### Requirement
Retype the full set of data, character for character.

** Opening Records provided block **

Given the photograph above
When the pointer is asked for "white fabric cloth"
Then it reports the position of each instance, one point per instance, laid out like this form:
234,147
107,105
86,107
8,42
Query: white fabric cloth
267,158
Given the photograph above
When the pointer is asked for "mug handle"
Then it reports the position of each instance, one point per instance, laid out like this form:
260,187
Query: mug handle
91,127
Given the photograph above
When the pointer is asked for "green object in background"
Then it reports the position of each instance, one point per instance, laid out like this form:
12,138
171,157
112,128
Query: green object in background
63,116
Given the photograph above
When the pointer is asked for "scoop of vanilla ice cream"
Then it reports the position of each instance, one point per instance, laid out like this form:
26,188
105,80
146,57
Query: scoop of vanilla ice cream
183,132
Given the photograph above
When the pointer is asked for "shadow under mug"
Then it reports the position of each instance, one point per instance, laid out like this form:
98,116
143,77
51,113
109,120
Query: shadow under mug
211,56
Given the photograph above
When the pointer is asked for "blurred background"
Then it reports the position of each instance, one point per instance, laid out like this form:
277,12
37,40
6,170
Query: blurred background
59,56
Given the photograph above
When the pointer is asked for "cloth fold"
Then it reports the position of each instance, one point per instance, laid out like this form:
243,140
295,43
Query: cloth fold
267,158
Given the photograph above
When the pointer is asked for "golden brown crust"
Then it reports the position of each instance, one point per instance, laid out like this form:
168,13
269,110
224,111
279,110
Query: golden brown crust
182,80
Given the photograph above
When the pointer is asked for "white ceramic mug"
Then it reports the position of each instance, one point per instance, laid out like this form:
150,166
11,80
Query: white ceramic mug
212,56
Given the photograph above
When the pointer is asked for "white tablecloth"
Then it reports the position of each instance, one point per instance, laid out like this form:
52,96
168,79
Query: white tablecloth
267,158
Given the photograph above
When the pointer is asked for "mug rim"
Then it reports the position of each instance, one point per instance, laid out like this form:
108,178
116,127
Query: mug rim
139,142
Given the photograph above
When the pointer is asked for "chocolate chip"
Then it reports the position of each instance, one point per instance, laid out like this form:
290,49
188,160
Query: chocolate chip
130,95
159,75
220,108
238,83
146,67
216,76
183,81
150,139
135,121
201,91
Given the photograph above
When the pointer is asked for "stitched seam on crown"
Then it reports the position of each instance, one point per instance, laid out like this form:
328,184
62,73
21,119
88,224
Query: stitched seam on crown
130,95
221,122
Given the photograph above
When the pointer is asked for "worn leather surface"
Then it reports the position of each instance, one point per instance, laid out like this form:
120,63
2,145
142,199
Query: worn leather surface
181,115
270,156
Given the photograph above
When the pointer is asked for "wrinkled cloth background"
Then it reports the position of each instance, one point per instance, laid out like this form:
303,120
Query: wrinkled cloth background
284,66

** Closing Records provided block **

### Written answer
Given the photograph above
When the pointer is asked for "white fabric cloth"
Then it reports the position of each instance, one point per instance, laid out like this form:
234,147
107,105
86,107
8,42
Query: white fabric cloth
267,158
Given the photograph above
When the pointer is asked for "mug handle"
Then it reports the position of each instance, one point per instance, laid out like this form:
260,187
Query: mug handle
91,127
Given the photograph above
When the pointer is asked for "green object in background"
Then it reports the position of each instance, one point per instance, laid out like this form:
12,138
171,157
112,128
Query: green object in background
63,116
Given the photograph above
When the pointer is asked for "scoop of vanilla ice cream"
Then it reports the position of each instance, one point per instance, laid out like this form:
26,188
105,80
146,57
Query: scoop of vanilla ice cream
183,132
Given the photograph above
When the pointer is asked for "shadow under mug"
Then it reports the position of each instance, one point per instance, laid out like this form:
98,116
143,77
51,113
109,120
Query: shadow under mug
211,56
Given the photograph above
When the pointer is asked for "blurred background"
Then it reports the position of each instance, one point per instance, laid out like this form:
277,12
37,40
6,170
Query: blurred background
59,56
Given the photograph above
When the pointer is asked for "cloth fold"
Then it reports the position of each instance, one point per instance, laid out like this form:
243,140
295,43
Query: cloth fold
267,158
Given the photograph above
When the pointer is asked for "golden brown crust"
Then it reports the position of each instance, one point per instance, laid out like this form:
168,13
269,110
224,111
279,110
Query: golden brown crust
182,80
Given the photograph above
When the pointer is asked for "white ceramic mug"
Then it reports the position of each instance, one point per instance, laid out like this form:
150,166
11,80
Query: white ceramic mug
212,56
Given the photograph above
When the pointer is asked for "white tablecloth"
Then it reports the position of each instance, one point per instance, laid out like this form:
52,96
168,79
Query: white tablecloth
267,158
Given the photograph above
When the pointer is asked for "mug rim"
Then it reports the position of each instance, one point per instance, laid out like this form:
108,178
116,127
Query: mug rim
139,142
Given the photograph above
When the pointer is asked for "chocolate chip"
Then it reports the position of each instance, one point per instance, laid out like this form:
290,49
188,160
Query: chocolate chip
130,95
159,75
220,108
238,83
146,67
216,76
183,81
150,139
135,121
201,91
Given the photograph above
When the pointer is asked for "stitched seam on crown"
Then it reports the position of each instance, one point per instance, laid out like this form:
328,184
62,73
21,119
88,224
Query: stitched seam on crown
130,95
221,122
Given the photograph above
When the pointer is asked for "worn leather surface"
Then it reports the position of each instance, one point per instance, laid out like this form:
120,63
2,145
142,199
Query: worn leather surface
181,115
270,156
Given the photograph above
When the pointer is asked for "wrinkled cloth background"
Then it reports the position of each instance, one point per instance, laid out like this form:
303,120
Query: wrinkled cloth background
284,66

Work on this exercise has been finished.